| Secção de texto |
========================================

À visão atomística inerente à determinação da medida das penas singulares, sucede uma visão de conjunto em que se consideram os factos na sua totalidade, como se de um facto global se tratasse, de modo a detectar a gravidade desse ilícito global, enquanto referida à personalidade unitária do agente.

Por último, de grande relevo será também a análise do efeito previsível da pena sobre o comportamento futuro do agente (exigências de prevenção especial de socialização).

Do que se trata agora é de ver os factos em relação uns com os outros, de modo a detectar a possível conexão e o tipo de conexão que intercede entre eles (“conexão autoris causa”), tendo em vista a totalidade da atuação do arguido como unidade de sentido, que há-de possibilitar uma avaliação do ilícito global e “ a culpa pelos factos em relação”, a qual se refere Cristina Líbano Monteiro em anotação ao acórdão do S.T.J de 12.7.2005 e Figueiredo Dias in “A Pena Unitária do Concurso de Crimes” in RPCC ano 16º, nº 1, pág. 162 e segs.” (Ac. STJ de 23.6.2021, procº 3/19.1GBLSA.S1).

A esta luz, o quadro geral apresentado é muito carregado e a tendência criminosa do arguido vincada, supliciando a vítima durante o período de tempo considerável que durou, sem abrandar, a sua determinação criminosa e destruindo o seu desenvolvimento de forma indelével.

Por isso que atendendo ao conjunto dos factos provados e à personalidade do arguido revelada por aqueles, mostra-se justa por adequada a pena única aplicada pelo tribunal recorrido.»

========================================

| Dados fornecidos |
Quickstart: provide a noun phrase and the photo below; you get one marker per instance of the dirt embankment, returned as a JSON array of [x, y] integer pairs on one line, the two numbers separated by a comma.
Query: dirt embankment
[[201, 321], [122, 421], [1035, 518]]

========================================

| Exercícios a resolver |
a. Reproduza o excerto sobre a pena única desde "À visão atomística" até "especial de socialização).".
b. No excerto sobre a pena única, a que exigências corresponde a análise do efeito previsível da pena sobre o comportamento futuro do agente?
As linhas não servem para nada neste trabalho.

| As soluções |
a.
À visão atomística inerente à determinação da medida das penas singulares, sucede uma visão de conjunto em que se consideram os factos na sua totalidade, como se de um facto global se tratasse, de modo a detectar a gravidade desse ilícito global, enquanto referida à personalidade unitária do agente.

Por último, de grande relevo será também a análise do efeito previsível da pena sobre o comportamento futuro do agente (exigências de prevenção especial de socialização).

b. Às exigências de prevenção especial de socialização.